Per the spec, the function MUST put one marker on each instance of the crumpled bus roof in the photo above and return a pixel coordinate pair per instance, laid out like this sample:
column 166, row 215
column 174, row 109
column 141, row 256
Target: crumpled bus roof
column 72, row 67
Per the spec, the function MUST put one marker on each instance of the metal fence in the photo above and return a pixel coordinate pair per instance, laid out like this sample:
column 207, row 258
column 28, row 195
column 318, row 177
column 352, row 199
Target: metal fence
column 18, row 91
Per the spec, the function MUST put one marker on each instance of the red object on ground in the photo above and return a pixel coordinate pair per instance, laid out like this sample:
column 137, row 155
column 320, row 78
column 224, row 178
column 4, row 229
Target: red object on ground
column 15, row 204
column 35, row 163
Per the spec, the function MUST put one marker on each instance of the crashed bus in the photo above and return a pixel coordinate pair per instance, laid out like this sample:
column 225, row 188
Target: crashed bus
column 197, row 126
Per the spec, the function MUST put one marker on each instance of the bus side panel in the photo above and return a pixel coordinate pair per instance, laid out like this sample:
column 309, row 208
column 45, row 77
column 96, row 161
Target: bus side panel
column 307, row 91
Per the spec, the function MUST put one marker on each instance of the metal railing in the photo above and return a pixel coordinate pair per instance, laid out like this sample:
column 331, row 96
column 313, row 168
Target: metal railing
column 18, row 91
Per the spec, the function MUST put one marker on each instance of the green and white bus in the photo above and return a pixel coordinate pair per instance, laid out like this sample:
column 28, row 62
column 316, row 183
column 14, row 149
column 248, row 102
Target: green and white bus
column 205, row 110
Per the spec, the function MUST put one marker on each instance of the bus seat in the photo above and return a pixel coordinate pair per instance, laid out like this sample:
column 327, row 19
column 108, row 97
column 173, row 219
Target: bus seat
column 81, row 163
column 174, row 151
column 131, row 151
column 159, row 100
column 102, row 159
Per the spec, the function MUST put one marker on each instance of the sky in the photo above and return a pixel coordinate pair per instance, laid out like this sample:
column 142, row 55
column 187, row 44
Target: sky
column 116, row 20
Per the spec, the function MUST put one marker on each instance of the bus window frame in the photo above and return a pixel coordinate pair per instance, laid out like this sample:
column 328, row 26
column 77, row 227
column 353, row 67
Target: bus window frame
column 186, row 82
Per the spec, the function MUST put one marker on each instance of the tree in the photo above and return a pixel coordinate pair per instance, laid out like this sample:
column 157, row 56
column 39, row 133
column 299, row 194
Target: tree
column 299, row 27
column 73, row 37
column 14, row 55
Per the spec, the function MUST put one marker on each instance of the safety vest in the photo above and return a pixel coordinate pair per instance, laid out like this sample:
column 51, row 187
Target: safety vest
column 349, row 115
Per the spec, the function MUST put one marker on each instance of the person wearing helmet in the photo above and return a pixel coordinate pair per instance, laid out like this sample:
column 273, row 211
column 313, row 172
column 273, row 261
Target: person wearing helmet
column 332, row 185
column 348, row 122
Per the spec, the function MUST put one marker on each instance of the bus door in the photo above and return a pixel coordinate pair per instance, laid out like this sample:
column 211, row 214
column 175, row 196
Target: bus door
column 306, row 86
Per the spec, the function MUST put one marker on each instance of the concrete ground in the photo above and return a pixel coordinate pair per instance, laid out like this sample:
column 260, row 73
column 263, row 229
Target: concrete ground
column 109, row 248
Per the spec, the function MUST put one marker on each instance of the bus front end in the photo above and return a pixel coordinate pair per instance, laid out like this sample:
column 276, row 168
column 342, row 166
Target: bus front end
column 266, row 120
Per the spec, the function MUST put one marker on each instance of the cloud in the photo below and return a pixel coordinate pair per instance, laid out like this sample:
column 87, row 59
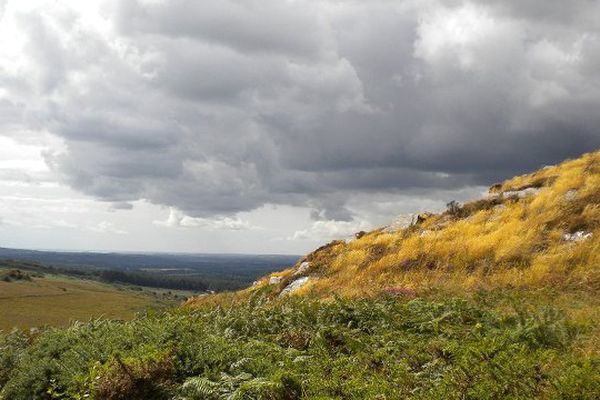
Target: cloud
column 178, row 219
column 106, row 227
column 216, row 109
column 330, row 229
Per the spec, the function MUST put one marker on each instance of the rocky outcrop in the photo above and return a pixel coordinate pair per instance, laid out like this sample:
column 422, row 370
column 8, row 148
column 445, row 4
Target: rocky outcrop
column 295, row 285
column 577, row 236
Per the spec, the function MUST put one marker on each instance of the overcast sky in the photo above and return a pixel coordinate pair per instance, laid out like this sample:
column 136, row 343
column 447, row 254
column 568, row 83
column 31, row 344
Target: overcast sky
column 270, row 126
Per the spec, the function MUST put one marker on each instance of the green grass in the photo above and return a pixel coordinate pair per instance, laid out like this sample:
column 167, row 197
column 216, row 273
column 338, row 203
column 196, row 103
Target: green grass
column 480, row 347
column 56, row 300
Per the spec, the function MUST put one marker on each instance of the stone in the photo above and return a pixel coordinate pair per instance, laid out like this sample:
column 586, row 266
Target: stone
------
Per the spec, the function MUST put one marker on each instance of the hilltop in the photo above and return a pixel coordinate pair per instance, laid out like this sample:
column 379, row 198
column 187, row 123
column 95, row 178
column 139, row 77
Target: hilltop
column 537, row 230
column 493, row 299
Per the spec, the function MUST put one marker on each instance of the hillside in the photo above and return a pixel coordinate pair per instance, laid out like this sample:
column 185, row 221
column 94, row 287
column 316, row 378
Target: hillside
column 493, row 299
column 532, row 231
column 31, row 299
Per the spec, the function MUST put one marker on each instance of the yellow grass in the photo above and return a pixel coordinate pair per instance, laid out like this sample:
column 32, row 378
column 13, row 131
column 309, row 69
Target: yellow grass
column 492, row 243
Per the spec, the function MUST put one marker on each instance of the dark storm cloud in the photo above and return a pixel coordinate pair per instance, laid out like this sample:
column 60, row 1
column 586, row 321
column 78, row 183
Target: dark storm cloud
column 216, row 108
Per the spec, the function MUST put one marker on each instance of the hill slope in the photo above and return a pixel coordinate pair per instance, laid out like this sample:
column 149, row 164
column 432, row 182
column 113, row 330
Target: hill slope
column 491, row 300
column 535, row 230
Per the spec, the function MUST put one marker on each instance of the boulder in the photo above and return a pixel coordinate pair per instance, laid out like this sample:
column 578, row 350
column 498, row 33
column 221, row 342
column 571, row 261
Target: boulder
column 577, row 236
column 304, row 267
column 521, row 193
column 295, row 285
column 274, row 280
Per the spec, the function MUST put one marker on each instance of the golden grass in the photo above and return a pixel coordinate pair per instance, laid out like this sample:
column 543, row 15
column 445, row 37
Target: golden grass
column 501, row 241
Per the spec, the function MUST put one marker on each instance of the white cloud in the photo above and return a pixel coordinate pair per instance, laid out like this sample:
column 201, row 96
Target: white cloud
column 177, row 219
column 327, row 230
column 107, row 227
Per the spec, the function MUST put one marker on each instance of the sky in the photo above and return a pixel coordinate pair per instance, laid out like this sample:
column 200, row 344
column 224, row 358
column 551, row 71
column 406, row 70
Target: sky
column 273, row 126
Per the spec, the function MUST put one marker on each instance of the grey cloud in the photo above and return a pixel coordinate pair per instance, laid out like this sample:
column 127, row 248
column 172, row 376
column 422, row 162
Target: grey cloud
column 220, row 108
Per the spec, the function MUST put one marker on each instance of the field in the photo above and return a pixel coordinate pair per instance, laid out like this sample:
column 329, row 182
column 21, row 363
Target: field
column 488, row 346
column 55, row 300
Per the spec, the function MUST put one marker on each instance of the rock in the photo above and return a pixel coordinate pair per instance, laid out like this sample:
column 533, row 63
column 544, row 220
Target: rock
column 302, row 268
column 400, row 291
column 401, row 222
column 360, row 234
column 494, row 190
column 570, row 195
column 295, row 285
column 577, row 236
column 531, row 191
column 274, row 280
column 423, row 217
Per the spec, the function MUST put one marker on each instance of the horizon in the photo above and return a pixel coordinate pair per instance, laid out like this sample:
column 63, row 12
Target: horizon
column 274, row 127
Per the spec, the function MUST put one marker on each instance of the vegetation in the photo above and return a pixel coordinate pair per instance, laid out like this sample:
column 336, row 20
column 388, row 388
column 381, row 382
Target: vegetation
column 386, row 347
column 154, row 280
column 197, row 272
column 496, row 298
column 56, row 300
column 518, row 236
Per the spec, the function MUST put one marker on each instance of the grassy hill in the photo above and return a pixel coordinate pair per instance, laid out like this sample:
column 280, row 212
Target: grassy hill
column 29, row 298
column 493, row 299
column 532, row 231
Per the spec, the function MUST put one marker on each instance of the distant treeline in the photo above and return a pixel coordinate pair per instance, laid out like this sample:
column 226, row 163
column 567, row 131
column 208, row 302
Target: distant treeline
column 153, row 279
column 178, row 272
------
* **Try it**
Copy the records above exactly, beginning at the line that contains "column 139, row 77" and stopping after the line that contains "column 316, row 378".

* **Response to this exercise**
column 139, row 77
Target: hilltop
column 537, row 230
column 493, row 299
Per the spec, the function MUST put one marker on each instance of the hillside in the photo above and return a pixel coordinate pair per instance, laid out like this sample:
column 185, row 221
column 94, row 287
column 316, row 378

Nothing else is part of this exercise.